* [Records from a data collection]

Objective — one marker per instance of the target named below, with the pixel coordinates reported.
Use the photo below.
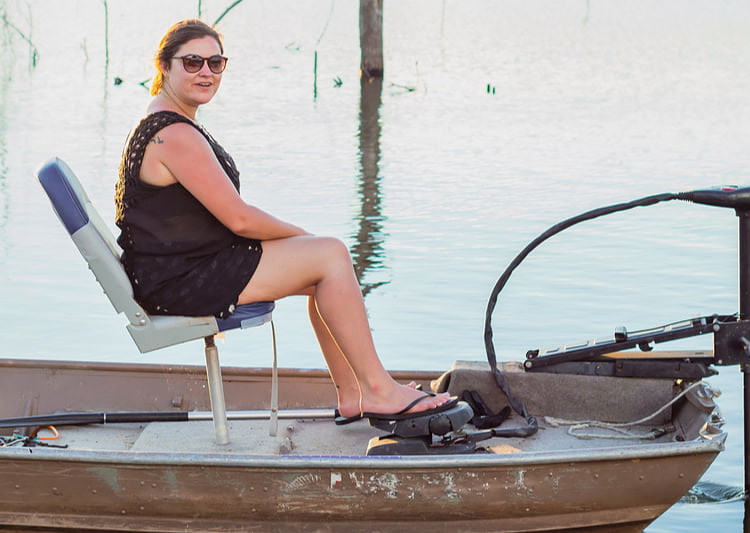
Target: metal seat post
(216, 391)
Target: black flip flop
(402, 414)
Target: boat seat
(97, 245)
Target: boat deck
(296, 437)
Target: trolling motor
(731, 333)
(423, 435)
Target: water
(497, 119)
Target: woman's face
(195, 88)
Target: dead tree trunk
(371, 38)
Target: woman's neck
(164, 101)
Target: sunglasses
(192, 63)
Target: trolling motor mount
(424, 435)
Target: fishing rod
(85, 418)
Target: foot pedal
(393, 445)
(425, 426)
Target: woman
(192, 246)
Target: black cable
(517, 405)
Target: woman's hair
(176, 36)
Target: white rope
(576, 426)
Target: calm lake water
(496, 119)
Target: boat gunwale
(645, 451)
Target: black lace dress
(180, 259)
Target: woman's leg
(294, 265)
(342, 374)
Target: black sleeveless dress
(180, 259)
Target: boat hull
(596, 488)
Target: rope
(621, 433)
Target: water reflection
(367, 250)
(4, 193)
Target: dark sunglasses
(193, 63)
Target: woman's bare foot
(392, 400)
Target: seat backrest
(91, 235)
(99, 248)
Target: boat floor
(296, 437)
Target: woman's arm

* [WHAT TO PRODUCE] In the records, find every line that has the string "below" and copy it.

* [TASK OUTPUT]
Objective — one marker per instance of the target named below, with the pixel coordinates reported.
Use the photo below.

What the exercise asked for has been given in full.